## Text to read
South African firms must adapt to a new role for their corporate social responsibility programmes
Hamann and Paul Kapelus
A Mail & Guardian article by Colleen du Toit (“New directions for donors”, October 12) and the news- paper’s supplement on the 2002 World Summit on Sustainable Development were a treasure trove for those interested in the changing role of business in relation to the challenges posed by sustainable development.
The implied message was that the responsibility of business to pro- actively support sustainable development is increasing and that there are important initiatives meant to demonstrate that business is taking this responsibility seriously.
However, crucial questions remain: why should business take on a developmental role that goes beyond its primary goal of creating profit and returns to shareholders?
How can business best meet the complex challenges posed by the sustainable development agenda? And finally, how do South African circumstances relate to global initiatives on corporate responsibility?
In recent years, however, debates on corporate social responsibility (CSR) have taken on a new sense of urgency in response to the growing global problems of poverty and environmental degradation.
Companies, especially multi- nationals, are increasingly asked to prove they are providing a net benefit to sustainable development by maximising the positive and minimising the negative social and environmental impacts of their activities, while maintaining profits. CSR calls for a company to respond not only to its shareholders, but also to other stakeholders, including employees, customers, affected communities and the general public on issues such as human rights, climate change and employee welfare.
In South Africa, CSR should provide an impetus to enhance existing efforts at enterprise creation, environmental stewardship and civic empowerment.
The evolving CSR agenda is driven by a global shift in the way the role of business is perceived. In the context of globalisation and the challenges of sustainable development, business is increasingly seen as a crucial element in transformation, for the benefit of society in general as well as business itself. This shift is characterised, for instance, by:
* Growing emphasis among United Nations and government organisations on the need for partnerships with business, to achieve common objectives (the UN’s Global Compact is an example).
A number of business associations, such as the World Business Council for Sustainable Development, now argue that CSR represents business’s enlightened self-interest.
* The establishment of many CSR principles and reporting guidelines, such as the global reporting initiative, as well as socially responsible investment indices, including the Dow Jones sustainability index and the FTSE4Good.
* Increasing emphasis on the importance of CSR among employees, consumers, social and environmental activists, as well as investors.
South Africa, in the meantime, has created a homegrown emphasis for CSR. The history of apartheid and, until 1994, the absence of committed state support for social development has meant that many larger South African companies have embraced broader developmental objectives by means of corporate social- investment initiatives.
Examples include the chairmen’s funds of many of the big South African mining companies and the national business initiative. Though the social benefits of such initiatives, as indicated in Du Toit’s article, are important and widespread, CSR goes beyond philanthropy. Com- panies need to acknowledge that CSR is not just about how a percentage of profits are invested in social development, but how the profits are made in the first place. In other words, corporate responsibility and sustainable development need to be made part of core business strategy, with the full backing of the CEO.

## Task material
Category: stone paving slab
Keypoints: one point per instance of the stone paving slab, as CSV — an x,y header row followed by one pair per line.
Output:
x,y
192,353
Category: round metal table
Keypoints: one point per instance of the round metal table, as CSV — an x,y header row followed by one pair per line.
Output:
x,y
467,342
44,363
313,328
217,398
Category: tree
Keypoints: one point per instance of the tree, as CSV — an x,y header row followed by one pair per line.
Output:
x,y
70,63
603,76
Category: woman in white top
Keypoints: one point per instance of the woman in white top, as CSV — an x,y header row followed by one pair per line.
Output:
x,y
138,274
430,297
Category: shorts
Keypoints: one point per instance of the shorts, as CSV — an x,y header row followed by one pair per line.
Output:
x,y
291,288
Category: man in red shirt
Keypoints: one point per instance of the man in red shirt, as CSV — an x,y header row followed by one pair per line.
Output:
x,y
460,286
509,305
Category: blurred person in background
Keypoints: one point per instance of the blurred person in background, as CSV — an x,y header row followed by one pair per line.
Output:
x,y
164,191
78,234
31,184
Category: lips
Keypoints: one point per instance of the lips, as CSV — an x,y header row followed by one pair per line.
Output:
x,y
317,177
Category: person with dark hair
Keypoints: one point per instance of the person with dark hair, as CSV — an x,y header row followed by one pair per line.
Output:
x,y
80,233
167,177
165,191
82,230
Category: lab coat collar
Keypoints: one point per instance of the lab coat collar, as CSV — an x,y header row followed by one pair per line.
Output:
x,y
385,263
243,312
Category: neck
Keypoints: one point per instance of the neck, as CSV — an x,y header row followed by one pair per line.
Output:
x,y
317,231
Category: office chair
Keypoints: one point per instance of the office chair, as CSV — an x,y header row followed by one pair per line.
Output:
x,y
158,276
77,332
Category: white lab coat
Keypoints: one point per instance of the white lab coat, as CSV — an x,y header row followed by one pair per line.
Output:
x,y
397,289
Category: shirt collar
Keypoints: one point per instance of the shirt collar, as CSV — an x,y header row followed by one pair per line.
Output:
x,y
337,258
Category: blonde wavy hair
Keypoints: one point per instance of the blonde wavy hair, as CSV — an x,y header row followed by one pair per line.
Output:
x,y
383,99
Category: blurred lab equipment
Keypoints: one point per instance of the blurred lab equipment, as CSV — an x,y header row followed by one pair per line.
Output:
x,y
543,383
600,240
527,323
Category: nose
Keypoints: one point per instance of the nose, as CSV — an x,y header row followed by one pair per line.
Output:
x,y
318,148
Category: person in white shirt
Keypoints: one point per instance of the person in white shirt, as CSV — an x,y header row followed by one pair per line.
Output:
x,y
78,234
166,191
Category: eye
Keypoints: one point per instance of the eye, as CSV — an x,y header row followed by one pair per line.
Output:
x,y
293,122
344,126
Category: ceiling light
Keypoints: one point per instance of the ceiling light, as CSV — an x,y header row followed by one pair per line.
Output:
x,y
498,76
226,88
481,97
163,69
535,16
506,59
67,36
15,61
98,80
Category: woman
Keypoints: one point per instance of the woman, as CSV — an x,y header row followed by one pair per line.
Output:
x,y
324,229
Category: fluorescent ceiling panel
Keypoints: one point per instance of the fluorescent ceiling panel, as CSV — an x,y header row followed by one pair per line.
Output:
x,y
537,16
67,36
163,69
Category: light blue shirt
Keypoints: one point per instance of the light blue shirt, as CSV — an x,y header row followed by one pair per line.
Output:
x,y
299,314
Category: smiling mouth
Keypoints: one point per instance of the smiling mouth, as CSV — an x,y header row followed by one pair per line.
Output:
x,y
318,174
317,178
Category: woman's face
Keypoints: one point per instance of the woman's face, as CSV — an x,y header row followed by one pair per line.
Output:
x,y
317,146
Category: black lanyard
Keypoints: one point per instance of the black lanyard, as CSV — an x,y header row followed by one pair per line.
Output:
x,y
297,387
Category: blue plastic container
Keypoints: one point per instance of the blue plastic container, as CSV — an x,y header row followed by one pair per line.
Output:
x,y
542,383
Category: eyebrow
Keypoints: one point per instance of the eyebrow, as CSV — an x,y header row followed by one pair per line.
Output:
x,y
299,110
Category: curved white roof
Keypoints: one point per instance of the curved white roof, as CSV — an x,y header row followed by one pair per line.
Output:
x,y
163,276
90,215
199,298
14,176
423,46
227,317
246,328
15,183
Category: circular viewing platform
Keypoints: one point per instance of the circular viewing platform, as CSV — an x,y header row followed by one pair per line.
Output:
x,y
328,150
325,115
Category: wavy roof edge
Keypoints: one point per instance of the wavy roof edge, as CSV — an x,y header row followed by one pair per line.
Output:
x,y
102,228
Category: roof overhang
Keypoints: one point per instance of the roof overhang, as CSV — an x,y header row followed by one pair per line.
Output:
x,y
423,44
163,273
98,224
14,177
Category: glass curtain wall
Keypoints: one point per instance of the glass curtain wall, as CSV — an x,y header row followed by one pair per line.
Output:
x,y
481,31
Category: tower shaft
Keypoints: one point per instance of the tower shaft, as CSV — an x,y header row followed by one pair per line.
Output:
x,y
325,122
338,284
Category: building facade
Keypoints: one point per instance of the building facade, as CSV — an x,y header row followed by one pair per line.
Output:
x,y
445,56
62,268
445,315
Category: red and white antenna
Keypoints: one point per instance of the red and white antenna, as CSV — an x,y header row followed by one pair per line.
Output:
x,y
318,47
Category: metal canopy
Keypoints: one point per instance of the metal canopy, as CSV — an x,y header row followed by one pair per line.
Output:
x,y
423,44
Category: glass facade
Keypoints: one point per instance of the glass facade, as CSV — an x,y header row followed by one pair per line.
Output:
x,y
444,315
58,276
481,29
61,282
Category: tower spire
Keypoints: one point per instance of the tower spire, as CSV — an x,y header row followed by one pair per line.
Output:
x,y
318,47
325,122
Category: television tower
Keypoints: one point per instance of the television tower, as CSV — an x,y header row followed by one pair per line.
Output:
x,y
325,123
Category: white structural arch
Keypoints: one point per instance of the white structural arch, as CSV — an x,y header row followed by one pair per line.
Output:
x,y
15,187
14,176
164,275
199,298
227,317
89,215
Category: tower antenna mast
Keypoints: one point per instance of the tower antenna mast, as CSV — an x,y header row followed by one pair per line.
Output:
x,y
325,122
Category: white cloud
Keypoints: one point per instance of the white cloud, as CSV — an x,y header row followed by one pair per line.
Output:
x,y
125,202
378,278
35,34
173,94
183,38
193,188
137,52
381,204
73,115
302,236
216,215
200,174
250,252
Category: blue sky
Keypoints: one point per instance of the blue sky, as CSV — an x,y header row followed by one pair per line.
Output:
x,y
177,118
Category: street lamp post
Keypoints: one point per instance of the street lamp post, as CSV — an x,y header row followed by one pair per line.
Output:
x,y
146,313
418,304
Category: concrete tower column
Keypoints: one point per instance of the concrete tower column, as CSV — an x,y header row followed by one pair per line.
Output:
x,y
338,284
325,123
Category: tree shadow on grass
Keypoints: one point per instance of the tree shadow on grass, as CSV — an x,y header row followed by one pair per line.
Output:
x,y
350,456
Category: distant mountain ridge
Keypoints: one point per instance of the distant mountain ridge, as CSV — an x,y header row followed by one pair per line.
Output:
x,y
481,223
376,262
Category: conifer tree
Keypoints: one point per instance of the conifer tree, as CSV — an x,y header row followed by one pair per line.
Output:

## Required task 1
Pull out each line in the rows that contains the word "post". Case counts.
## Required task 2
Carry on the article about corporate social responsibility in South Africa, starting after its last sentence.

## Task output 1
Category: street lamp post
Keypoints: one point per instance of the street lamp post, as CSV — an x,y header row followed by one pair per line.

## Task output 2
But therein lies the rub. Many a businessperson would argue along the lines of Nobel laureate Milton Friedman, “The business of business is business!” He argues that taking on social responsibilities leads to distortions of the market, disrupts the effective and efficient economic activity of firms, and interferes with government fulfilling its responsibilities. In any case, corporate officials are generally not trained or, for that matter, motivated to represent the public interest or to contribute to community development.
There are, however, four essential rebuttals to Friedman’s argument. Firstly, he takes for granted a strong governance situation where issues such as law and order, social justice, and monopolies are well controlled. This is not the usual state of affairs, and companies are increasingly called upon to contribute to providing a safe, fair and efficient operating environment for their business.
Secondly, the evolving sustainable development agenda is characterised by challenges that commonly defy political and administrative jurisdictions, making it difficult to clearly delineate spheres of responsibility between the state and the private sector. The challenge remains to fully incorporate the social and environmental costs of business activity into companies’ and governments’ accounting systems.
Thirdly, a common critique of Friedman, and indeed neoclassical economists in general, is that he separates business from society. This pertains, for instance, to the role of ethics in business. Amartya Sen, also a Nobel laureate, has argued that the conventional view of economic self-interest being the primary or even only motivation for business is out of place. Instead, economic trans- actions themselves rely largely on social norms and values, as evidenced by the high economic costs borne by Mafia-style economies. Ethical considerations, in the form of ethically minded employees or ethical investors, play a large role in changing business activity.
The fourth reason for why Friedman’s view is out of fashion is because big business has itself rejected it albeit to varying degrees. Witness, for instance, the proliferation of business-sponsored CSR initiatives. The underlying incentive for this is the “business case”: CSR is good for profits. This argument was first made about increased efficiency in terms of less energy and material needs because of improved environmental management, but also applies to social performance. As has been demonstrated by local community resistance to large-scale mines or consumer boycotts of sweatshop industries, social issues can have a significant effect on the bottom line.
Let’s consider, then, a company that has committed itself to being socially responsible: how can it best implement the concept? As mentioned, there are many initiatives meant to provide guidance to companies, including local efforts such as the Industry and Environment Forum, and advisory organisations like the African Institute of Corporate Citizenship.
Another set of guidelines is likely to emerge from the second King report on corporate governance.
At a company level, a key starting point is the development of a corporate policy supported by top management, including a set of policies, targets and measurable performance criteria, and clear management and reporting structures. Public reporting, in particular, is emerging as a key tool for companies to explain their policies.
At a recent KPMG seminar on sustainability reporting in Johannesburg, all company representatives maintained that publishing environmental and social reports was a challenging but vital component of their company’s business strategy, significantly contributing to the organisational learning process.
A CSR strategy increasingly talked about is partnership between companies and the government. In her article Du Toit called development partnerships “simultaneously the most promising and the most difficult management structures for donor-funded programmes”.
Research in the mining sector suggests that in certain circumstances the benefits of partnering are worth the added effort.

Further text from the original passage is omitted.